## DIRECTIONS
Write out every line of the listing below word for word, omitting the pictures.

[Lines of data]
--- start ---
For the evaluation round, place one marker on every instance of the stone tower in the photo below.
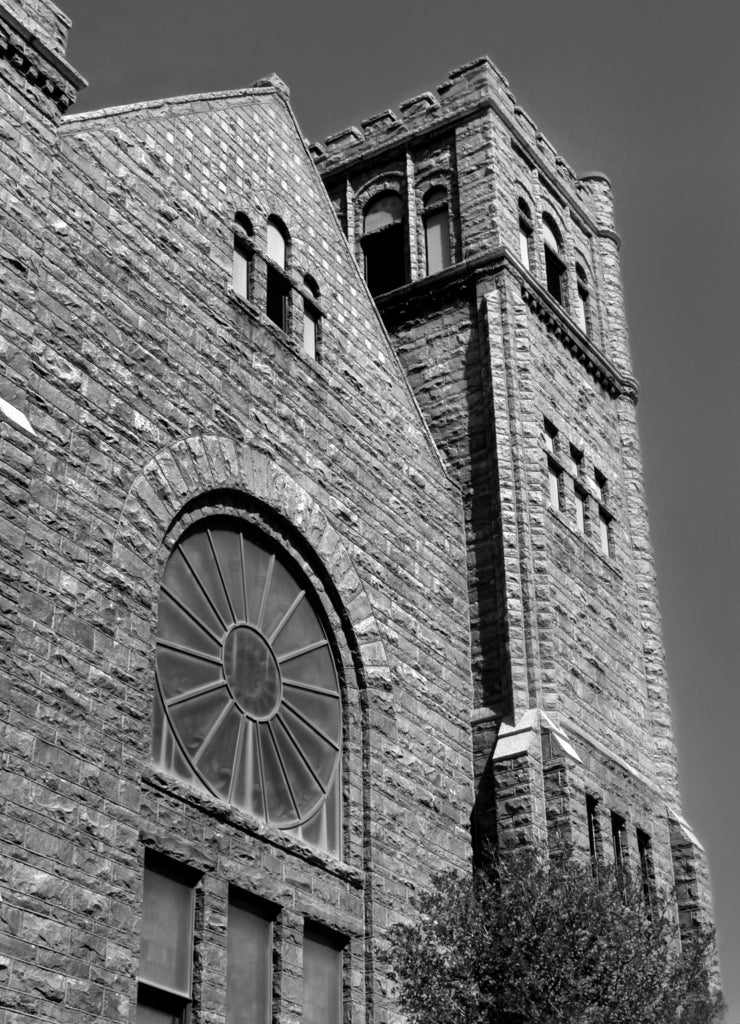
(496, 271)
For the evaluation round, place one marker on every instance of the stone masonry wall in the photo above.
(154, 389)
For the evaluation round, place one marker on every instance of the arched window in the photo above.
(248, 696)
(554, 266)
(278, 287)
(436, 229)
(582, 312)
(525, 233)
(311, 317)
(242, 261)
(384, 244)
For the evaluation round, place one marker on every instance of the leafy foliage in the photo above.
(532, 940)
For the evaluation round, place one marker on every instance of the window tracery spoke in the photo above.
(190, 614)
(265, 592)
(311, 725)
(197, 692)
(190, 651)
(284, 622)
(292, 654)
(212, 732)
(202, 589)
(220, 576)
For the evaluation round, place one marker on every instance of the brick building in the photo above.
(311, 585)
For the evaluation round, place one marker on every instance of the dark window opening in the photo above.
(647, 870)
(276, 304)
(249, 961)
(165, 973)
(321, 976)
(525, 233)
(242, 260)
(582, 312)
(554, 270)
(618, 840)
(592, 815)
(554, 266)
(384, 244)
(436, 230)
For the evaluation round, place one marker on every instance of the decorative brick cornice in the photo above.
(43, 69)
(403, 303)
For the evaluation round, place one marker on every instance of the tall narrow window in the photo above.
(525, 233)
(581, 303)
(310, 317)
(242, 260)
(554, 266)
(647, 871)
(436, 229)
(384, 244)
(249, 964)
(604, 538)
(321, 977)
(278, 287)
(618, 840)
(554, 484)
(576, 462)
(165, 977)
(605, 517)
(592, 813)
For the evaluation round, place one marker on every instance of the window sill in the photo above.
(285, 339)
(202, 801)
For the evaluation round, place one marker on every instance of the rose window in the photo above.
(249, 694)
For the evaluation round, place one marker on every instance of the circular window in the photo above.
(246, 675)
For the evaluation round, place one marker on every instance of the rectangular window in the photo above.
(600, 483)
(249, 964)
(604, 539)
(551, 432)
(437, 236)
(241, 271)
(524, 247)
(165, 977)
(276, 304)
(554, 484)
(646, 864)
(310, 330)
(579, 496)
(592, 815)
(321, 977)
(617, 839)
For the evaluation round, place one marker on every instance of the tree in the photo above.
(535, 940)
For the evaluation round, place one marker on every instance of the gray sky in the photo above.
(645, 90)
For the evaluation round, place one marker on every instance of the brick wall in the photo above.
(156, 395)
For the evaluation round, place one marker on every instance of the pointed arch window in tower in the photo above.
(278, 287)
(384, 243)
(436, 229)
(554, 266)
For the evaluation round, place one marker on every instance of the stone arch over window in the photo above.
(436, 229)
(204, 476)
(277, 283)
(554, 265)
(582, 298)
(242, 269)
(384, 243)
--- end ---
## TASK RESPONSE
For the evaluation round, place one marker on every instance of the stone tower in the photo below.
(496, 271)
For the evaluation round, place one marker on every instance of the stone masonry wall in the photo above.
(154, 389)
For the evaluation round, place one marker on every instance of the arched window in the photo above.
(248, 696)
(554, 266)
(278, 287)
(436, 229)
(582, 312)
(525, 233)
(311, 317)
(242, 261)
(384, 244)
For the evaluation round, place one marker on every instance of the leafy foliage in the photo above.
(532, 940)
For the evaluation round, place one marker on every instance of the window tracery spoke in the photo above.
(190, 614)
(265, 592)
(311, 725)
(197, 692)
(190, 651)
(284, 622)
(292, 654)
(212, 732)
(202, 589)
(220, 576)
For the evaluation round, place one marker on every instance of the brick building in the photo above.
(311, 585)
For the evaluation round, place one marker on every instance of the dark window opening in the photo above.
(647, 870)
(276, 304)
(249, 961)
(165, 973)
(321, 976)
(525, 233)
(242, 260)
(582, 312)
(554, 270)
(618, 840)
(592, 815)
(554, 266)
(384, 244)
(436, 230)
For the evaluation round, place one marker on every instance of the decorative brick cornice in the photo above.
(43, 69)
(403, 303)
For the evaluation round, place one marker on every instance of the tall narrow window in the photo above.
(525, 233)
(581, 303)
(310, 317)
(242, 260)
(554, 266)
(647, 871)
(436, 229)
(384, 244)
(249, 964)
(604, 538)
(321, 977)
(278, 287)
(618, 840)
(554, 484)
(576, 462)
(165, 977)
(605, 517)
(592, 813)
For the evaluation round, place one marker on every instance of the window sill in the photo above.
(285, 339)
(202, 801)
For the evaluation round, place one marker on every instance of the rose window in the photo above.
(249, 694)
For the evaluation round, place one marker on every instance of the circular window in the photo above.
(246, 675)
For the evaluation round, place one marker on every instance of the rectangular window in the photo above.
(600, 483)
(249, 964)
(604, 539)
(551, 432)
(437, 236)
(241, 271)
(524, 247)
(165, 977)
(276, 304)
(554, 484)
(646, 864)
(310, 330)
(579, 496)
(592, 815)
(321, 977)
(617, 839)
For the evaluation round, place one marker on every instance of the tree in the photo above.
(535, 940)
For the evaluation round, place one marker on every instance of the gray sky in the photo above.
(645, 90)
For the evaluation round, place one marker on every instance of the brick wall in the photo above.
(156, 395)
For the evaluation round, place one marker on every instance of the pointed arch window in tower in the photo above.
(278, 287)
(384, 243)
(436, 229)
(554, 266)
For the evaluation round, place one marker on every instance of the stone arch over window in the photo above.
(436, 229)
(204, 476)
(277, 283)
(554, 265)
(582, 298)
(242, 269)
(384, 243)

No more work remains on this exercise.